## Description of the task
For each record below, output its text exactly and skip any picture.

··········

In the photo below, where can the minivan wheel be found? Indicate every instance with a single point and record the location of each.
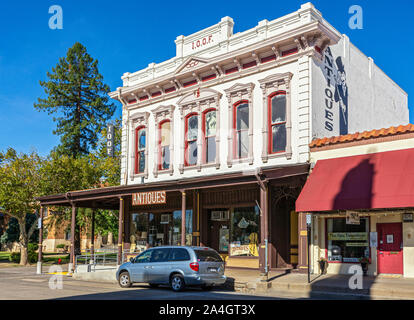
(177, 282)
(124, 280)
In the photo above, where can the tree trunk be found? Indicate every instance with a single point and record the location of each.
(23, 240)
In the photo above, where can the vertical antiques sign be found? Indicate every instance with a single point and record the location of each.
(150, 197)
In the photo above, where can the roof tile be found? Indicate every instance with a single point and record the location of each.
(409, 128)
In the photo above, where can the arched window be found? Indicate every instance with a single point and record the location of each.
(277, 122)
(140, 146)
(241, 129)
(191, 134)
(164, 145)
(209, 133)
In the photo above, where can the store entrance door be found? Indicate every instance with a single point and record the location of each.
(219, 230)
(390, 252)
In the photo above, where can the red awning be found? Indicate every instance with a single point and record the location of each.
(372, 181)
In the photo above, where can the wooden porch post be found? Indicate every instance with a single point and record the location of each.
(264, 231)
(120, 229)
(72, 239)
(302, 243)
(93, 234)
(183, 217)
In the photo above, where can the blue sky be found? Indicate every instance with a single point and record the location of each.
(126, 35)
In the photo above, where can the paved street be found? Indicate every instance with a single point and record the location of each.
(22, 283)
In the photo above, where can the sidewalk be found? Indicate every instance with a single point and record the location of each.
(373, 287)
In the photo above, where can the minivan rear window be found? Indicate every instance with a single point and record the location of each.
(179, 254)
(207, 256)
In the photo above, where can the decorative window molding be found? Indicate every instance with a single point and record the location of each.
(270, 86)
(138, 120)
(161, 115)
(234, 95)
(198, 102)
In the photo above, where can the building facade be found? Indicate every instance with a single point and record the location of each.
(367, 175)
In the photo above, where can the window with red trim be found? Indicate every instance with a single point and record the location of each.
(140, 146)
(209, 133)
(164, 145)
(241, 129)
(191, 134)
(277, 122)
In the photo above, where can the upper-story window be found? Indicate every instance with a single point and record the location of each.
(191, 136)
(276, 116)
(164, 145)
(209, 133)
(240, 140)
(139, 153)
(277, 122)
(140, 147)
(200, 117)
(241, 129)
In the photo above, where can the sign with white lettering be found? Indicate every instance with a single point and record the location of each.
(352, 217)
(150, 197)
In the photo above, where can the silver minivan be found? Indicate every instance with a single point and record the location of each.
(176, 266)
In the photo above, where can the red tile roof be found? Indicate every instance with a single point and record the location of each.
(409, 128)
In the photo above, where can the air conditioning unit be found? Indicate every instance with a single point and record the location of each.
(220, 215)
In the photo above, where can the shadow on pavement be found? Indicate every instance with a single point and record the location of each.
(143, 292)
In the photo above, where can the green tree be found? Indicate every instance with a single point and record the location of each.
(77, 94)
(19, 186)
(12, 231)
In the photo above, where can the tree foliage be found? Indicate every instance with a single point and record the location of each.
(77, 95)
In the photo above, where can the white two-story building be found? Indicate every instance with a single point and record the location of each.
(215, 140)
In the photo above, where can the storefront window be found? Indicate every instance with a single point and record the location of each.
(157, 229)
(176, 228)
(244, 237)
(347, 242)
(139, 232)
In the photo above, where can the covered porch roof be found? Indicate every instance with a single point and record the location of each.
(108, 197)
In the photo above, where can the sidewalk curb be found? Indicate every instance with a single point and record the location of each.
(375, 292)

··········

## Output
In the photo below, where can the minivan wheel be found? Indicate every instance with a single point and record the location of each.
(177, 282)
(124, 280)
In the photo above, where can the tree trunk be found? Indicate every instance with a single point and record the location of each.
(23, 240)
In the photo above, where can the vertical antiques sign be found? Indicate every instance with a single point and record the location of each.
(150, 197)
In the photo above, where can the roof tile be found? Indicate every instance with a single point and record the location of each.
(409, 128)
In the photo above, where can the arched window be found? Indicate every instance with a single point and record the location of each.
(277, 122)
(140, 146)
(241, 129)
(191, 134)
(164, 145)
(209, 133)
In the photo above, where can the store entrance door be found? Indicate every instance with a single point and record the location of each.
(219, 230)
(390, 252)
In the photo above, where can the red awning be found? Indicate every instance with a single point and record the location of each.
(372, 181)
In the photo above, where can the wooden porch post be found? Indicate every instance with a single point and record the location of each.
(264, 231)
(120, 229)
(72, 239)
(302, 243)
(93, 234)
(183, 217)
In the photo above, where can the blue sky be found? Indicate every instance with a single point and record the location of each.
(126, 35)
In the photo above, where can the paved street be found? Indicate every instance with a single point and record the location of each.
(22, 283)
In the photo above, where can the sidewalk be found? Indicate every instance with a single point and record the location of each.
(373, 287)
In the photo above, where can the minivan rear window be found? Indicate every instance with a single point and record the location of each.
(179, 254)
(207, 256)
In the photo above, where can the decorative window molding be found? Indicate every instance with a single point and record the location of each.
(270, 86)
(138, 120)
(161, 115)
(234, 95)
(198, 102)
In the photo above, where can the building facade be found? Indicate every instance with a single point and record the location of each.
(367, 175)
In the photo above, where can the window with red trim be found? Indicate every instance with a single point and record the location of each.
(140, 146)
(209, 133)
(164, 145)
(241, 129)
(191, 134)
(277, 122)
In the photo above, where can the upper-story window be found? Indicate every instance with a single point and record the location of each.
(191, 136)
(276, 116)
(164, 145)
(209, 133)
(240, 140)
(139, 153)
(277, 122)
(140, 147)
(200, 117)
(241, 129)
In the photo above, where can the sign with white lettering be found? Indicate every instance with a single point and record the location of each.
(352, 217)
(150, 197)
In the photo above, where can the silver minivan be found? Indicate every instance with a single point and record the location of each.
(176, 266)
In the photo above, where can the red tile roof be found? Indicate every instance with a single point and record the location of each.
(409, 128)
In the photo above, where can the air conditioning unit be found? Indicate every instance with a single point and record the location of each.
(220, 215)
In the photo above, where can the shadow on pavement be found? Indicate every instance with a single point and record the location of each.
(143, 292)
In the photo above, where can the green tree be found? Indicate every instance with a single point and record the location of each.
(77, 94)
(19, 186)
(12, 231)
In the photo above, where can the tree foliage be found? Indicate every instance with a single point and record the location of each.
(77, 95)
In the photo above, where can the white two-story building be found? Indicate every instance with a single point and record the location of each.
(215, 140)
In the photo above, where can the storefront window be found? Indicate every instance with a single point and record the location of each.
(157, 229)
(176, 228)
(244, 237)
(347, 242)
(139, 232)
In the photo above, where can the covered porch roof be found? Indicate every instance with a single point and record the location of each.
(108, 197)
In the photo above, where can the sidewalk curb be found? Indicate every instance with a single point and record the location of each.
(375, 292)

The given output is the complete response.